**EXTRACT**
'''

A lab at the Hannover Medical School in Germany is one of several experimenting with 3-D printing of skin cells; another German lab has printed sheets of heart cells that might some day be used as patches to help repair damage from heart attacks. A researcher at the University of Texas at El Paso, Thomas Boland, Ph.D., has developed a method to print fat tissue that may someday be used to create small implants for women who have had breast lumpectomies. Boland has also done much of the basic research on bioprinting technologies. “I think it is the future for regenerative medicine,” he said.

D’Lima acknowledges that his dream of a cartilage printer—perhaps a printhead attached to a robotic arm for precise positioning—is years away. But he thinks the project has more chance of becoming reality than some others.

“Printing a whole heart or a whole bladder is glamorous and exciting,” he said. “But cartilage might be the low-hanging fruit to get 3-D printing into the clinic.”

One reason, he said, is that cartilage is in some ways simpler than other tissues. Cells called chondrocytes sit in a matrix of fibrous collagens and other compounds secreted by the cells. As cells go, chondrocytes are relatively low maintenance—they do not need much nourishment, which simplifies the printing process.

In trying to find a printer for their man-made cartilage, D’Lima and his research team went through several printer models until they found one that would fit the bill. It needed a print nozzle wide enough for cells to squeeze through, which newer printers don’t have as they print in such high resolutions. They eventually used a Hewlett-Packard Deskjet 500 from the 1990s, and dug up some old, discontinued ink cartridges fro a supplier in China.

Their idea was to replace the ink in the cartridges with their cartilage-making mixture, which consisted of a liquid called PEG-DMA and the chondrocytes. But even that created a problem: The cells would settle out of the liquid and clog the printhead. So the researchers had to devise a way to keep the mixture stirred up.

The mixture also has to be liquid to be printed, but once printed it must become a gel, or the end product would just be a watery mess. PEG-DMA becomes a gel under ultraviolet light, so the solution was to keep the print area constantly exposed to ultraviolet light to harden each drop as it was printed.

D’Lima told the New York Times that he and his group are investigating other materials for their gel. While PEG-DMA is biocompatible and approved for use by the U.S. Food and Drug Administrationn (FDA), it may eventually cause inflammation if left in the human body. So they are looking for substances that could degrade over time, to be replaced by the matrix produced by the chondrocytes. The printed material could be formulated to degrade at the same rate as the natural matrix is produced.

There are plenty of other challenges as well, D’Lima said, including a basic one—how to get the right kinds of cells, and enough of them, for the printer. It would not make much sense to use a patient’s own limited number of cartilage cells from elsewhere in the body, so his lab is investigating the use of stem cells, precursor cells that can become chondrocytes.

'''

**EXTRACTED RECORDS**
'''

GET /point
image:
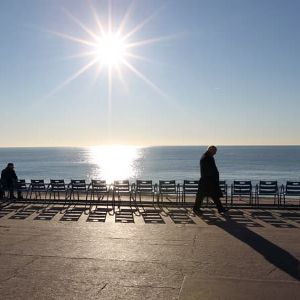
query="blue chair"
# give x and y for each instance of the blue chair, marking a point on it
(291, 189)
(265, 189)
(241, 188)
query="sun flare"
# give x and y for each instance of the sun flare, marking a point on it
(109, 47)
(111, 50)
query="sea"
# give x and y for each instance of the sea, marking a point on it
(118, 162)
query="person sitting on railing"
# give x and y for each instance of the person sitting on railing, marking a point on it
(9, 181)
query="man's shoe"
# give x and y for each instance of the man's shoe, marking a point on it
(197, 211)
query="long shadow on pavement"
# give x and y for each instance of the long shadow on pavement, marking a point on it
(277, 256)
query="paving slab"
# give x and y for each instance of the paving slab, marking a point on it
(222, 259)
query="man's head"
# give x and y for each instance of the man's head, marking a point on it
(10, 166)
(212, 150)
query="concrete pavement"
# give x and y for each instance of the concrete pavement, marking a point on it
(249, 254)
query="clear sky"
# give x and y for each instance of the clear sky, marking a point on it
(223, 72)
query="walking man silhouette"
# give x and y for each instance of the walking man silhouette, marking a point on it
(209, 181)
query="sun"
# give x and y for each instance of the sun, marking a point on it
(110, 50)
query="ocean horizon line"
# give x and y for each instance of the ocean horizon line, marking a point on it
(153, 146)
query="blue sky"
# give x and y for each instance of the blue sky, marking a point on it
(228, 74)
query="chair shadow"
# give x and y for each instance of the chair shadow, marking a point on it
(274, 254)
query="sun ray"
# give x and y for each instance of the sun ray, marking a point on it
(145, 79)
(121, 77)
(97, 19)
(73, 38)
(112, 49)
(142, 24)
(73, 76)
(79, 55)
(139, 57)
(109, 17)
(150, 41)
(124, 19)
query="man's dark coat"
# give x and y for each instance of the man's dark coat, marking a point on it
(8, 178)
(209, 181)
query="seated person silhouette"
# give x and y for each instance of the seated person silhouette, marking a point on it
(9, 182)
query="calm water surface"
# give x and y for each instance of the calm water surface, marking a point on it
(177, 162)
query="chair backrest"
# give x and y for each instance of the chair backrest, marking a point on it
(144, 186)
(292, 188)
(78, 185)
(38, 185)
(121, 186)
(223, 186)
(21, 185)
(190, 186)
(167, 186)
(57, 185)
(99, 185)
(268, 187)
(241, 187)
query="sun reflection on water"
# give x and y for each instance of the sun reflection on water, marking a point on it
(114, 162)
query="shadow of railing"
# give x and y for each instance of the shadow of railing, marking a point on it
(277, 256)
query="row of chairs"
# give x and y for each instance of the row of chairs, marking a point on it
(98, 189)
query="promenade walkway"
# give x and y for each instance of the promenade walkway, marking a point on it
(161, 254)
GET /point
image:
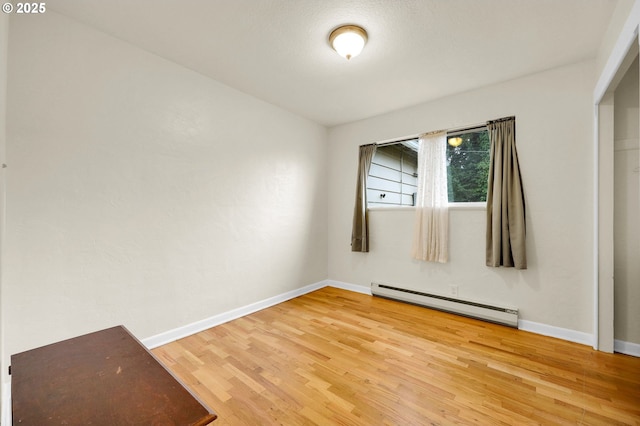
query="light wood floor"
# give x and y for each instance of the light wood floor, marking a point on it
(334, 357)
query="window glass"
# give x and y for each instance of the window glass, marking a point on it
(393, 176)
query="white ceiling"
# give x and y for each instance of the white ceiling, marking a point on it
(418, 50)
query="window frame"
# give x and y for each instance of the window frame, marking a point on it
(452, 205)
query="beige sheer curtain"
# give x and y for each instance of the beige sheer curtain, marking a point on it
(360, 230)
(431, 230)
(506, 233)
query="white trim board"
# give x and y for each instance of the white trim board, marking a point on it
(626, 348)
(195, 327)
(524, 325)
(557, 332)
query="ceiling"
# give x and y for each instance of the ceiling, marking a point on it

'''

**BRIEF A**
According to the cartilage-printing article, which printer did D'Lima's team eventually use?
**BRIEF B**
Please extract the passage of the cartilage-printing article that begins at the words "D’Lima acknowledges that" and stops after "than some others.", copying it word for word.

**TASK OUTPUT A**
A Hewlett-Packard Deskjet 500 from the 1990s.

**TASK OUTPUT B**
D’Lima acknowledges that his dream of a cartilage printer—perhaps a printhead attached to a robotic arm for precise positioning—is years away. But he thinks the project has more chance of becoming reality than some others.